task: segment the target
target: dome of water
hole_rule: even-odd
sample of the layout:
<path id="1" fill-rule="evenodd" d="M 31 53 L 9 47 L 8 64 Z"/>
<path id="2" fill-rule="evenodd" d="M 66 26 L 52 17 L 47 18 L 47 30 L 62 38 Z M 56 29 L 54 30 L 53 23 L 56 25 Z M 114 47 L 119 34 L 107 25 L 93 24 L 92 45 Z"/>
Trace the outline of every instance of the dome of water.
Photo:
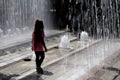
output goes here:
<path id="1" fill-rule="evenodd" d="M 70 48 L 70 40 L 67 34 L 61 37 L 59 48 Z"/>
<path id="2" fill-rule="evenodd" d="M 87 40 L 88 39 L 88 33 L 86 31 L 82 31 L 80 35 L 81 40 Z"/>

◇ ◇ ◇ ◇

* [SET PROBLEM]
Please put the whole listing into a two-column CSV with the headers "prompt" and "completion", one row per item, holding its text and its answer. Place each in a single quoted field, replace line breaks with spaces, and omit the pictures.

* [COMPLETE ANSWER]
prompt,completion
"task: segment the target target: dome of water hole_rule: even-odd sample of the layout: <path id=""1"" fill-rule=""evenodd"" d=""M 31 53 L 9 47 L 8 64 Z""/> <path id=""2"" fill-rule=""evenodd"" d=""M 66 26 L 52 17 L 47 18 L 47 30 L 62 38 Z M 56 29 L 54 30 L 53 23 L 56 25 Z M 114 47 L 119 34 L 107 25 L 93 24 L 92 45 Z""/> Trace the outline of every instance of the dome of water. Photo: output goes here:","<path id=""1"" fill-rule=""evenodd"" d=""M 70 48 L 70 40 L 67 34 L 61 37 L 59 48 Z""/> <path id=""2"" fill-rule=""evenodd"" d=""M 87 40 L 88 39 L 88 33 L 86 31 L 82 31 L 80 35 L 81 40 Z""/>"